### What is expected
Restate the records below word for word, and omit the images they hold.

BEGIN Records to process

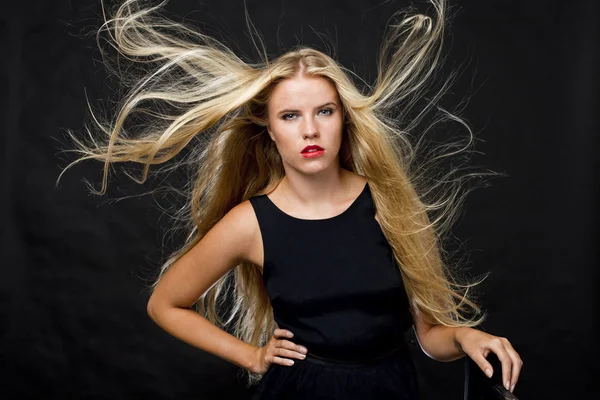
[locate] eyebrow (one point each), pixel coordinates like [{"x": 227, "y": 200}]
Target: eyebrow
[{"x": 289, "y": 110}]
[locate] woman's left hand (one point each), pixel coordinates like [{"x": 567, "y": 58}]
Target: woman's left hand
[{"x": 478, "y": 345}]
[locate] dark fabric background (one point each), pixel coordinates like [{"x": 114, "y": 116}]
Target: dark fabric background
[{"x": 75, "y": 267}]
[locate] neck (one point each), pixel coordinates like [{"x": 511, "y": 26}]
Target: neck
[{"x": 318, "y": 189}]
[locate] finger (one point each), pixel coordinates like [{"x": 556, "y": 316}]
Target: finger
[
  {"x": 497, "y": 346},
  {"x": 286, "y": 344},
  {"x": 517, "y": 364},
  {"x": 283, "y": 361},
  {"x": 283, "y": 333},
  {"x": 290, "y": 354},
  {"x": 483, "y": 364}
]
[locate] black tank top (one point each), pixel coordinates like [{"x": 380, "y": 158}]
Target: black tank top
[{"x": 333, "y": 282}]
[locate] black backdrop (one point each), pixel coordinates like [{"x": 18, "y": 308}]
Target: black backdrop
[{"x": 75, "y": 266}]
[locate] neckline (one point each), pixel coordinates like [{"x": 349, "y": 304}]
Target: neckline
[{"x": 352, "y": 205}]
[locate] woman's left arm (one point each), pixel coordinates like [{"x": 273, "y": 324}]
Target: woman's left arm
[{"x": 445, "y": 343}]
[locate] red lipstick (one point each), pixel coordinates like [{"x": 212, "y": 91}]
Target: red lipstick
[{"x": 312, "y": 151}]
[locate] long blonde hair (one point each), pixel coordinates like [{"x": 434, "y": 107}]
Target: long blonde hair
[{"x": 199, "y": 94}]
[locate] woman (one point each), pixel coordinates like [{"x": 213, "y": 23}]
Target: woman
[{"x": 306, "y": 204}]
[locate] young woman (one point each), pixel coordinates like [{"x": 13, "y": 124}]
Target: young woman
[{"x": 306, "y": 204}]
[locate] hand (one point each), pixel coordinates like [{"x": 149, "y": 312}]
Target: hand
[
  {"x": 478, "y": 345},
  {"x": 275, "y": 350}
]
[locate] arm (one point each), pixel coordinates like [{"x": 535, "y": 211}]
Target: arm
[
  {"x": 445, "y": 343},
  {"x": 226, "y": 245},
  {"x": 437, "y": 341}
]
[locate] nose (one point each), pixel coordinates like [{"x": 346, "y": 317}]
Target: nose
[{"x": 310, "y": 129}]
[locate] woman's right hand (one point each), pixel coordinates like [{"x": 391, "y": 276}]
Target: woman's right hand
[{"x": 278, "y": 350}]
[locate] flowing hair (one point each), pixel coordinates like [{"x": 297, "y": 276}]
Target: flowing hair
[{"x": 196, "y": 90}]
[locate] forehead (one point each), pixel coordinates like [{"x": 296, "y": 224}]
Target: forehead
[{"x": 302, "y": 91}]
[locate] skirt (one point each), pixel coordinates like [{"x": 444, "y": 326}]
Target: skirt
[{"x": 391, "y": 376}]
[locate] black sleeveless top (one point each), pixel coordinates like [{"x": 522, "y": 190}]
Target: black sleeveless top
[{"x": 333, "y": 282}]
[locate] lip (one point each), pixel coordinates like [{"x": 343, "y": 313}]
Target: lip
[{"x": 312, "y": 146}]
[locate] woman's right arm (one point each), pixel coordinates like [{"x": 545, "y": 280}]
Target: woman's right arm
[{"x": 226, "y": 245}]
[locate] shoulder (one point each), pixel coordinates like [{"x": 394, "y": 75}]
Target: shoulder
[
  {"x": 242, "y": 219},
  {"x": 239, "y": 229}
]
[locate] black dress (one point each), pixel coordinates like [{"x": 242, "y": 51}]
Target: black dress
[{"x": 334, "y": 283}]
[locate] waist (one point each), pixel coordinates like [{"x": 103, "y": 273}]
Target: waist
[{"x": 360, "y": 361}]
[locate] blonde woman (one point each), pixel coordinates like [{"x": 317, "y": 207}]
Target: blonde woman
[{"x": 305, "y": 203}]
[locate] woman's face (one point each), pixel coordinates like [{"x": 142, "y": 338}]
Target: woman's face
[{"x": 306, "y": 111}]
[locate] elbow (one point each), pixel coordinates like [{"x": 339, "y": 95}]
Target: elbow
[{"x": 153, "y": 308}]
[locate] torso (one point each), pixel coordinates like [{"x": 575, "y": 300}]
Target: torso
[{"x": 255, "y": 254}]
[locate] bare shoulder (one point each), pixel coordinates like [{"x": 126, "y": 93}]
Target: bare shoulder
[
  {"x": 240, "y": 225},
  {"x": 228, "y": 243}
]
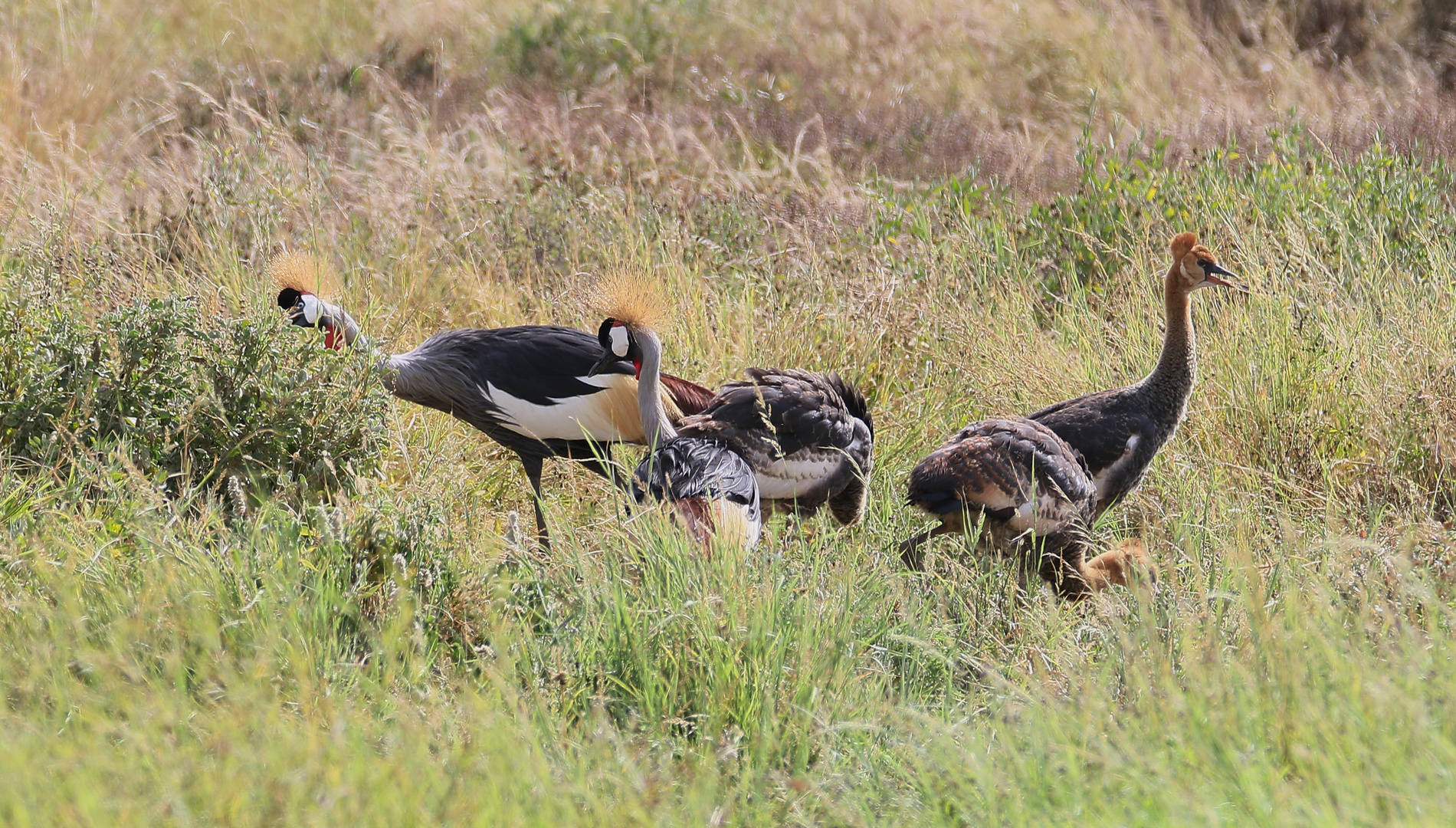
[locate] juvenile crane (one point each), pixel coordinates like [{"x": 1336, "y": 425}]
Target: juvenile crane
[
  {"x": 536, "y": 389},
  {"x": 1028, "y": 493},
  {"x": 807, "y": 436},
  {"x": 711, "y": 490},
  {"x": 1119, "y": 432}
]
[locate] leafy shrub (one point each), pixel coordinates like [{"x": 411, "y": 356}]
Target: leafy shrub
[{"x": 189, "y": 399}]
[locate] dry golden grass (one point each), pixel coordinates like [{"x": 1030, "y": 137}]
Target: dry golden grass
[{"x": 795, "y": 174}]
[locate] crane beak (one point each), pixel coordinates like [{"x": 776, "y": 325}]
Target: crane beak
[{"x": 1212, "y": 273}]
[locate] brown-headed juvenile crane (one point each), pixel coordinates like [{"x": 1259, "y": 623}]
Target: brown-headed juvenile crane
[
  {"x": 711, "y": 490},
  {"x": 807, "y": 436},
  {"x": 1030, "y": 496},
  {"x": 536, "y": 389},
  {"x": 1119, "y": 432}
]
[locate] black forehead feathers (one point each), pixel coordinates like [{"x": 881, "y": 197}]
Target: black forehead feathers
[{"x": 289, "y": 296}]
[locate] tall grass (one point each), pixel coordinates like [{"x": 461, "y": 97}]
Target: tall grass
[{"x": 378, "y": 643}]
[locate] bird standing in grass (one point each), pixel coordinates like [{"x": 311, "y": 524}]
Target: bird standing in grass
[
  {"x": 536, "y": 389},
  {"x": 1038, "y": 483},
  {"x": 1119, "y": 432},
  {"x": 807, "y": 436},
  {"x": 1028, "y": 495},
  {"x": 711, "y": 490}
]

END Records to process

### Problem solution
[locate] eyebrow (one point each), pixel coordinates like [{"x": 227, "y": 200}]
Target: eyebrow
[{"x": 289, "y": 110}]
[locate] woman's left hand (one point each), pixel coordinates like [{"x": 567, "y": 58}]
Target: woman's left hand
[{"x": 478, "y": 345}]
[locate] dark fabric background (one point each), pixel coordinates like [{"x": 114, "y": 116}]
Target: dark fabric background
[{"x": 75, "y": 267}]
[locate] neck (one point each), pixel coordinates like [{"x": 511, "y": 26}]
Target: neck
[{"x": 318, "y": 189}]
[locate] finger (one point each), pixel coordinates like [{"x": 556, "y": 316}]
Target: finger
[
  {"x": 497, "y": 346},
  {"x": 286, "y": 344},
  {"x": 517, "y": 364},
  {"x": 283, "y": 361},
  {"x": 283, "y": 333},
  {"x": 290, "y": 354},
  {"x": 483, "y": 364}
]
[locate] black tank top (one point each), pixel coordinates like [{"x": 380, "y": 158}]
Target: black tank top
[{"x": 333, "y": 282}]
[locate] black backdrop (one point each), pixel coordinates like [{"x": 18, "y": 308}]
Target: black backdrop
[{"x": 75, "y": 266}]
[locate] neckline (one point each), pixel coordinates like [{"x": 349, "y": 304}]
Target: neckline
[{"x": 352, "y": 205}]
[locate] woman's left arm (one point each), pixel coordinates like [{"x": 273, "y": 324}]
Target: woman's left arm
[{"x": 445, "y": 343}]
[locate] red lipstick (one point each), pixel coordinates like [{"x": 212, "y": 91}]
Target: red lipstick
[{"x": 312, "y": 151}]
[locate] long blonde hair (one point each), pixel coordinates like [{"x": 434, "y": 107}]
Target: long blonde hair
[{"x": 199, "y": 94}]
[locate] woman (one point each), pixel coordinates like [{"x": 213, "y": 23}]
Target: woman
[{"x": 306, "y": 204}]
[locate] young woman (one point each), pixel coordinates like [{"x": 13, "y": 124}]
Target: young woman
[{"x": 306, "y": 204}]
[locate] hand (one point each), pixel coordinates like [{"x": 149, "y": 312}]
Target: hand
[
  {"x": 478, "y": 345},
  {"x": 275, "y": 350}
]
[locate] arm (one point each), pixel coordinates like [{"x": 535, "y": 211}]
Target: arm
[
  {"x": 445, "y": 343},
  {"x": 226, "y": 245},
  {"x": 437, "y": 341}
]
[locate] nose (one point each), pixel coordinates like [{"x": 346, "y": 317}]
Target: nose
[{"x": 310, "y": 129}]
[locate] woman's right hand (one point each), pixel coordinates like [{"x": 391, "y": 276}]
Target: woman's right hand
[{"x": 278, "y": 350}]
[locate] flowing hair (one point each), pixel coordinates like [{"x": 297, "y": 276}]
Target: flowing hair
[{"x": 196, "y": 90}]
[locate] forehead (one point each), pixel coordinates like [{"x": 296, "y": 224}]
Target: forehead
[{"x": 302, "y": 91}]
[locate] skirt (one point each), pixel coordinates like [{"x": 444, "y": 326}]
Target: skirt
[{"x": 391, "y": 376}]
[locate] black sleeveless top (one point each), pixel coordinates like [{"x": 522, "y": 190}]
Target: black sleeveless top
[{"x": 333, "y": 282}]
[locate] lip (one point each), pixel coordinates like [{"x": 343, "y": 313}]
Target: lip
[{"x": 312, "y": 146}]
[locate] woman's right arm (one point each), pixel coordinates like [{"x": 545, "y": 280}]
Target: woman's right arm
[{"x": 226, "y": 245}]
[locate] shoulder (one point each), pixel coordinates like [{"x": 394, "y": 75}]
Target: shoulder
[
  {"x": 242, "y": 219},
  {"x": 239, "y": 229}
]
[locate] black dress (one point each), pixel coordinates like [{"x": 242, "y": 51}]
Target: black dress
[{"x": 334, "y": 283}]
[locate] waist (one point each), pixel coordinates like [{"x": 103, "y": 273}]
Target: waist
[{"x": 360, "y": 361}]
[locate] blonde woman (one point each), pixel coordinates like [{"x": 317, "y": 207}]
Target: blonde woman
[{"x": 305, "y": 203}]
[locate] woman's face (one point each), pixel coordinates like [{"x": 142, "y": 338}]
Target: woman's face
[{"x": 306, "y": 111}]
[locate] elbow (one point each), pixel coordinates like [{"x": 339, "y": 95}]
Target: elbow
[{"x": 153, "y": 308}]
[locate] torso (one point each), pixel coordinates like [{"x": 575, "y": 300}]
Target: torso
[{"x": 255, "y": 254}]
[locate] bare shoulder (one point each), pixel coordinates like [{"x": 126, "y": 93}]
Target: bare shoulder
[
  {"x": 240, "y": 225},
  {"x": 228, "y": 243}
]
[locate] juvenile crane (one point each), pixel coordinates like [{"x": 1336, "y": 425}]
Target: juvenile crane
[
  {"x": 536, "y": 389},
  {"x": 1028, "y": 493},
  {"x": 807, "y": 436},
  {"x": 711, "y": 490},
  {"x": 1119, "y": 432}
]
[locate] leafy shrub (one point each), pixel coordinates like [{"x": 411, "y": 356}]
Target: leafy shrub
[{"x": 189, "y": 399}]
[locate] dry golden grass (one point each), pixel coordinates like [{"x": 1030, "y": 137}]
Target: dry golden grass
[{"x": 795, "y": 174}]
[locate] crane beak (one point each), pixel coordinates like [{"x": 776, "y": 325}]
Target: crane beak
[{"x": 1212, "y": 273}]
[locate] brown-headed juvenile crane (one point each), pixel coordinates like [{"x": 1259, "y": 623}]
Target: brown-headed juvenile crane
[
  {"x": 711, "y": 490},
  {"x": 807, "y": 436},
  {"x": 1030, "y": 496},
  {"x": 536, "y": 389},
  {"x": 1119, "y": 432}
]
[locate] black forehead feathers (one point each), pixel coordinates like [{"x": 881, "y": 197}]
Target: black forehead feathers
[{"x": 289, "y": 296}]
[locate] tall grass (one point each), pixel coordinates like [{"x": 461, "y": 97}]
Target: tall grass
[{"x": 378, "y": 643}]
[locate] bird standing in grass (one point each), pixel coordinates like [{"x": 311, "y": 524}]
Target: bird standing in grass
[
  {"x": 536, "y": 389},
  {"x": 1038, "y": 483},
  {"x": 1119, "y": 432},
  {"x": 807, "y": 436},
  {"x": 1028, "y": 495},
  {"x": 711, "y": 490}
]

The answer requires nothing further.